■ **Data for analysis**

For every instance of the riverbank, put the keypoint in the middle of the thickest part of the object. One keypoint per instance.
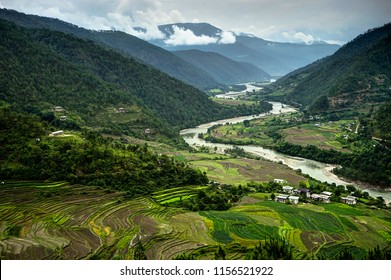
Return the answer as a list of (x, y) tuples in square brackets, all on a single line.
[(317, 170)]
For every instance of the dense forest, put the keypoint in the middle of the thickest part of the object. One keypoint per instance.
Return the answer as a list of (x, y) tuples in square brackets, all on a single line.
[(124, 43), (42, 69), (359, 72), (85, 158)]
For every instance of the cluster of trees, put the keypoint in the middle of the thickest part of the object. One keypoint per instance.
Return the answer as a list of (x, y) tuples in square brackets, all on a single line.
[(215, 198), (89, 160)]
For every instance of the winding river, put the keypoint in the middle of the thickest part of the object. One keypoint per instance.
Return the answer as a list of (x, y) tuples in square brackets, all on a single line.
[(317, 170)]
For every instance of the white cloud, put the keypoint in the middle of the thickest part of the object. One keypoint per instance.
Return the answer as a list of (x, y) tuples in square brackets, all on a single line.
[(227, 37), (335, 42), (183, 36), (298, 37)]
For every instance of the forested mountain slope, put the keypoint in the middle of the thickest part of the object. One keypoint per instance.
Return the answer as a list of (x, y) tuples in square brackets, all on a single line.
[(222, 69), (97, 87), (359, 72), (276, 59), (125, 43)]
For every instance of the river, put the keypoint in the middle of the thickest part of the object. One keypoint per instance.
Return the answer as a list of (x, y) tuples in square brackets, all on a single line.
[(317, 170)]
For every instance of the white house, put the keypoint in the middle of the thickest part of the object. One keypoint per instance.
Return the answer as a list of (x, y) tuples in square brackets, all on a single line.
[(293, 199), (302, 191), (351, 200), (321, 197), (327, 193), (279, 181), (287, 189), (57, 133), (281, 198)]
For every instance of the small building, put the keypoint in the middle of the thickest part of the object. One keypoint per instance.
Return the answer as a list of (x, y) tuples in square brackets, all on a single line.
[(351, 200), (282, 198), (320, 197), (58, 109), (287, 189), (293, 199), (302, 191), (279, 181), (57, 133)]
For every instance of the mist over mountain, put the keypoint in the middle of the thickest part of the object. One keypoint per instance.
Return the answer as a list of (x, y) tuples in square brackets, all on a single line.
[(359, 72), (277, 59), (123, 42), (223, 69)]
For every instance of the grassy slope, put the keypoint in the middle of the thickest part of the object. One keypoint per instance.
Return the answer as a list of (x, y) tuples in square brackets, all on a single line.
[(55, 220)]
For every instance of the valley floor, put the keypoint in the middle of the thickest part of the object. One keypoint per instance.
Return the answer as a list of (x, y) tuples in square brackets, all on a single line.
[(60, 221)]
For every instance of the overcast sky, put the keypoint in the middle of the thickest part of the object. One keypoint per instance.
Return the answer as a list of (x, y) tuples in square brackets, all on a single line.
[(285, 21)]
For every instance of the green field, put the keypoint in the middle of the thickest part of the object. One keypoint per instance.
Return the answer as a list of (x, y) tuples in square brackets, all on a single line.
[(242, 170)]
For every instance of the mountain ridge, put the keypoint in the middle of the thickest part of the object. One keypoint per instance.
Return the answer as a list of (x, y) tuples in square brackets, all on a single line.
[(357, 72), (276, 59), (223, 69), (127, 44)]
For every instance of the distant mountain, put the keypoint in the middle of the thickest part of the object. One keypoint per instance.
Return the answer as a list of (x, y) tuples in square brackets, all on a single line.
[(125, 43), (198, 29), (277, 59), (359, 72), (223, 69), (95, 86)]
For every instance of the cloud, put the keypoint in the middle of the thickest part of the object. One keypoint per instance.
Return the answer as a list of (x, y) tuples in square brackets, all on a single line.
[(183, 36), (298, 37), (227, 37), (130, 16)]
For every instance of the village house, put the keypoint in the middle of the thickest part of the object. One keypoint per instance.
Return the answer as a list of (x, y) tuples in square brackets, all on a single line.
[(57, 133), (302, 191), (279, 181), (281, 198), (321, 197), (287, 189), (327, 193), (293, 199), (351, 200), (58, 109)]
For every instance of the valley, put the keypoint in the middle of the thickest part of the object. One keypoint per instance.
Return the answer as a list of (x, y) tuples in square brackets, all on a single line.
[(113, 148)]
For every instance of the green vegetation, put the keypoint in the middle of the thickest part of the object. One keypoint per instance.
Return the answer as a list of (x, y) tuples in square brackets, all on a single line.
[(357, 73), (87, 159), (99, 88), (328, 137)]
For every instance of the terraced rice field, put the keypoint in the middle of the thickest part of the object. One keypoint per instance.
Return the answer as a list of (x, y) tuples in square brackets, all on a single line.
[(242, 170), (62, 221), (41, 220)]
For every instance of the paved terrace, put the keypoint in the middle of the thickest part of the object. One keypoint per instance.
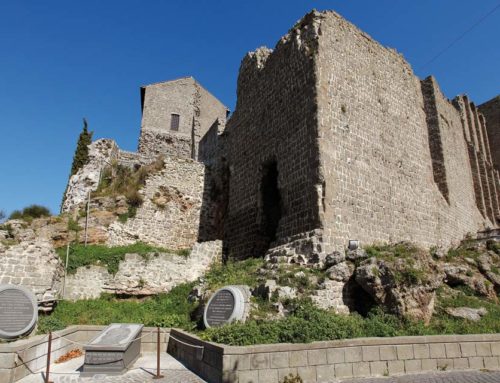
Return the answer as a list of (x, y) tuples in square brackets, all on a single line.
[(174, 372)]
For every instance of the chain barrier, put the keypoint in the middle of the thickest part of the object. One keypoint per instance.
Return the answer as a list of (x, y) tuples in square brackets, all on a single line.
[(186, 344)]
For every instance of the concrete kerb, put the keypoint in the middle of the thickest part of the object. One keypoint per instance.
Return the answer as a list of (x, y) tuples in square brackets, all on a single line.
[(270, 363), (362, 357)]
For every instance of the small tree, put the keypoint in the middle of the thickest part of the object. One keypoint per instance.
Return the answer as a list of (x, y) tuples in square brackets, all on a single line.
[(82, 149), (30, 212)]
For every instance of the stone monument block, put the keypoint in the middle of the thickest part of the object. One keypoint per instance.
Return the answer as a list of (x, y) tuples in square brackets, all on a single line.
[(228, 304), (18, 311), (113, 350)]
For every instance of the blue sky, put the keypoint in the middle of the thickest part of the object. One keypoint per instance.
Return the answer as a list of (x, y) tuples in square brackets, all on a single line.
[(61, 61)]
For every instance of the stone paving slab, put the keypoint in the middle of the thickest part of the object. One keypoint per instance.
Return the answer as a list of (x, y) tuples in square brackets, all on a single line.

■ **Task goal**
Write out the entries again, word for word. No images.

■ **Exercise output**
For every instance of the riverbank, put the keypoint in the middle of the thickest part of the object. One keypoint per instance.
Return the answer as a list of (x, y) tuples in square brackets, all on a single line.
[(317, 170)]
For every instance of the dense forest, put the keypoint in the middle of the thickest part of the object. One keypoint per instance.
Return the answer as a list of (x, y) tuples in square brackets, all on a single line.
[(124, 43), (42, 69), (359, 72), (85, 158)]
For every instance of the cluster of trees, put the keypoint in the middle of the thickest part of the object. One keypoint per instance.
Return the answer as a list of (x, y) tuples in square brackets, all on a single line.
[(215, 198), (89, 160)]
For every instance of the winding river, put the keypoint in the middle of the thickest part of the object. One keypoint per instance.
Return the answer as a list of (x, y) tuples in square brackets, all on a single line.
[(317, 170)]
For every instance of the white cloud, put the keypoint in the middle of the thickest part of the object. One keypoint per instance.
Return the answer as a list of (x, y) tuples in square brackets, all on a single line.
[(227, 37), (335, 42), (183, 36), (298, 37)]
For every instance of the forested mountain slope, put the keypoint in the middle of the thickest part of the object. One keypoint per instance.
Return the answer as a list of (x, y) tuples in square brackets, all on a single line.
[(222, 69), (97, 87), (359, 72), (276, 59), (125, 43)]
For every instance of the river, put the keypoint in the middle of the thickest part of the object. One keypoint per instance.
Return the answer as a list of (x, y) tuples in square brackets, all on a single line.
[(317, 170)]
For every instance of the white house, put the keypoint in the middle of the thickest part of the object. One keypoint per instance.
Return the answer as a list of (x, y) tuples in square brackets, all on a single line.
[(293, 199), (302, 191), (351, 200), (321, 197), (327, 193), (279, 181), (287, 189), (57, 133), (281, 198)]
For every instance of the small building, put the keypoint in the middle of the thickest part of the object. One keypoint per instance.
Return the answer as a list of (x, y) tuples in square brackets, all on a single line.
[(351, 200), (282, 198), (320, 197), (58, 109), (287, 189), (293, 199), (302, 191), (279, 181), (57, 133)]
For every instance of the mist over mountain, put the keypoint in the middle of the thickest part of the object. One keypoint per instance.
Return the answer as a list of (x, y) tuples in square brackets, all on a single line.
[(359, 72), (277, 59), (123, 42), (223, 69)]
For every instance of the grassy slope, put the keypoint in the middle of the thickest part of the object. One keypoint per instance.
Return the answer as a list of (x, y) tuples in square brackets, all on a single line.
[(55, 220)]
For every instance of the valley floor, put the keypoint in the middle of the thickest part of the object. One keypoint per instance.
Return the answer as a list of (x, y) tuples in square brackets, all on a single line.
[(60, 221)]
For every instance of the overcast sky, put the keypoint in the middle of the thickest part of the object. One keypoint per instance.
Return the answer as a list of (x, y) tuples in square brackets, all on a single line.
[(285, 21)]
For every instance of the green field, put the keypoint in the middle of the thickest part of the object. One keypoint per instance.
Return the answer as a list of (x, y) tuples in square brackets, all on a single line.
[(242, 170)]
For every instance of the mountain ridge, put the keypoint in the middle of the thickest part of the object. One keypoint per instance.
Return the answer as a list of (x, y) tuples in square brackets, all on a single line.
[(357, 72), (276, 59), (223, 69), (127, 44)]
For every instance of the distant mountain, put the keypoint in the middle of the thickest part of the object. One keypoint per instance.
Return the answer as a list of (x, y) tuples in square brackets, all on a single line.
[(125, 43), (198, 29), (277, 59), (359, 72), (223, 69), (95, 86)]
For every instance of the cloud, put the keypoint in the middle of the thickest part of the object. One keypoint per instance.
Return the answer as a list of (x, y) tuples in square brackets, all on a single line.
[(183, 36), (298, 37), (227, 37), (130, 16)]
For every instance of the village house, put the keypoint in the middle of the thickest part of the object. One keypoint per instance.
Return the answer as a list of (x, y) tuples in square brackets, all on a single line.
[(57, 133), (302, 191), (279, 181), (281, 198), (321, 197), (287, 189), (327, 193), (293, 199), (351, 200), (58, 109)]
For every instance of the valley, put the keypoint in the middle of the thickest part of the object. One keypoint per instance.
Return the answer as a list of (x, y) tuples in square brackets, all on a single line.
[(113, 148)]
For every instance of the green vegetation, put the keypoint in the middle of the thickest part of the object. One keypoint per instance.
Return the answer as a list of (x, y) tuples in square brackets, all on a single line.
[(357, 73), (87, 159), (99, 88), (328, 137)]
For every instance of the terraced rice field, put the keypoint in the middle of the thickest part of the object. One keypoint per instance.
Return the answer as a list of (x, y) tuples in square brackets, all on a single line.
[(242, 170), (62, 221), (41, 220)]
For every instance of the paved terrace, put the keypoint in the middle of the thickest part of the object. One keypoint per instance.
Return the answer as a list of (x, y) tuples in square brackets, all on a single line.
[(174, 372)]
For every instance of the chain barrier, put the keypoint in the middle of the thickest part of the object. One keypoint per instance.
Return the answer as a list of (x, y) tuples in square brackets, all on a single line.
[(186, 344)]
For every instance of the concrete kerb, put the keypoint in the middle of the thickest part of the object. One keypoint per instance.
Return the answer as a list of (x, y) tuples in square brackets, all on a single line.
[(270, 363), (362, 357)]
For every instance of the small tree, put the keypoint in the middle of the thickest part of the object. One keypoint per instance.
Return the answer as a list of (x, y) tuples in square brackets, all on a single line.
[(82, 149), (30, 212)]
For every instance of the stone monument block, put the keypoint in the middle of the thickest part of the object. One keypoint per instance.
Return the answer as a list of (x, y) tuples in square brackets, all on a single line.
[(228, 304), (18, 311), (113, 350)]
For every instance of the blue sky, put the keypoint in the middle of the thickest part of the object. One keypoint per instance.
Return the answer as a list of (x, y) tuples in square brackets, all on a single line.
[(61, 61)]
For every instance of the stone paving slab, put the keypoint in the middle of the thickest part of the object. One keypoint per instance.
Return the answer as a list of (x, y) tuples in square brackets, all on a single line.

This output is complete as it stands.